━━━ Seite ━━━

Die EU-Produktsicherheitsverordnung: das Bürokratiemonster für Unternehmen
Region Bodensee-Oberschwaben:
Die am 13. Dezember 2024 in Kraft getretene EU-Produktsicherheitsverordnung (GPSR) stößt auch bei den Unternehmen in der Region Bodensee-Oberschwaben auf erhebliche Kritik. Während das Ziel des Verbraucherschutzes grundsätzlich begrüßt wird, sehen sich Hersteller und Händler mit einer Flut neuer Verpflichtungen konfrontiert, die den Geschäftsbetrieb erheblich erschweren.
Die neue EU-Produktsicherheitsverordnung (GPSR) muss von allen Unternehmen, die Verbraucherprodukte in der Europäischen Union herstellen oder vertreiben, umgesetzt werden und soll Verbraucher vor potenziellen Gefahren schützen. Es muss sichergestellt werden, dass alle Produkte sicher sind und den geltenden Sicherheitsstandards entsprechen. Dies muss entsprechend dokumentiert werden. Sitzen Hersteller oder Händler außerhalb der EU, müssen diese zusätzlich eine verantwortliche Person bestimmen, welche die Produkte prüft und als Ansprechpartner in der EU zur Verfügung steht.

━━━

▶ [Zu erledigende Aufgaben]:
1. An welchem Datum ist laut dem Artikel zur EU-Produktsicherheitsverordnung diese Verordnung in Kraft getreten?
2. Geben Sie den Abschnitt des Artikels zur EU-Produktsicherheitsverordnung von "Die neue EU-Produktsicherheitsverordnung" bis "zur Verfügung steht." erneut wieder und benennen Sie dabei "Verbraucherprodukte" in "Konsumgüter" um.
3. Führen Sie den Artikel über die EU-Produktsicherheitsverordnung im Anschluss an seinen letzten Satz weiter.
Die nachstehende Auflistung stammt aus einer anderen Quelle.

━━━ Datenauszug ━━━

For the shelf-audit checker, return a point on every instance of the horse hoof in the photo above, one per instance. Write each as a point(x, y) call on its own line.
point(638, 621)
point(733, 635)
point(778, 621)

━━━

▶ [Gelöste Aufgaben]:
1. Am 13. Dezember 2024.

2.
Die neue EU-Produktsicherheitsverordnung (GPSR) muss von allen Unternehmen, die Konsumgüter in der Europäischen Union herstellen oder vertreiben, umgesetzt werden und soll Verbraucher vor potenziellen Gefahren schützen. Es muss sichergestellt werden, dass alle Produkte sicher sind und den geltenden Sicherheitsstandards entsprechen. Dies muss entsprechend dokumentiert werden. Sitzen Hersteller oder Händler außerhalb der EU, müssen diese zusätzlich eine verantwortliche Person bestimmen, welche die Produkte prüft und als Ansprechpartner in der EU zur Verfügung steht.

3.
Ein besonderer Dorn im Auge vor allem der Händler ist die Verpflichtung, bereits beim Online-Angebot eines jeden einzelnen Produktes die Herstellerinformationen preiszugeben, obwohl der Hersteller ohnehin auf dem Produkt genannt werden muss. Dadurch entsteht vor allem für kleinere Händler ein gewaltiger Aufwand. Außerdem werden dadurch Bezugsquellen offengelegt. „Die Händler sehen hier ihre Geschäftsgeheimnisse bedroht. Mühevoll aufgebaute Geschäftskontakte zu den Herstellern sind durch die Verordnung in Gefahr. Viele Händler wollen den Onlinehandel lieber komplett aufgeben, anstatt Herstellerinformationen preiszugeben“, sagt Dr. Sönke Voss, Hauptgeschäftsführer der Industrie- und Handelskammer Bodensee-Oberschwaben IHK. Die IHK beantworte seit Monaten täglich eine Vielzahl an Fragen von Herstellern und Händlern zur Umsetzung der EU-Produktsicherheitsverordnung.
Alle Hersteller sind durch die Verordnung nun gezwungen, für jedes Produkt, sei es noch so sicher beziehungsweise ungefährlich, eine Risikoanalyse durchzuführen, technische Unterlagen zu erstellen und diese bis zu zehn Jahren nach dem Inverkehrbringen aufzubewahren. Dies stellt insbesondere für kleine Unternehmen eine enorme Herausforderung dar, da der Aufwand in keinem Verhältnis zum möglichen Ertrag steht. Auch die erweiterten Informationspflichten, wie die Erstellung detaillierter Gebrauchsanweisungen, Sicherheitswarnungen und Entsorgungshinweise in der jeweiligen Landessprache bereitzustellen, ist ein logistischer Albtraum gerade für die internationalen Onlinehändler.
Es besteht eine zunehmende Komplexität und Überschneidung mit bereits bestehenden Regelungen. Die Unternehmen finden sich im Dschungel der Verordnungen und Richtlinien oft allein gar nicht mehr zurecht. „Wir brauchen dringend praxisnahe Lösungen und unbürokratische Umsetzungshilfen, um die Wettbewerbsfähigkeit der Unternehmen nicht zu gefährden“, fordert IHK-Hauptgeschäftsführer Voss. Bisher sei jedoch nur eine FAQ – Liste mit häufig gestellten Fragen und Antworten – durch die EU-Kommission veröffentlicht worden. Leitfäden, so Voss, würden zu mehr Verständnis durch die Unternehmen beitragen.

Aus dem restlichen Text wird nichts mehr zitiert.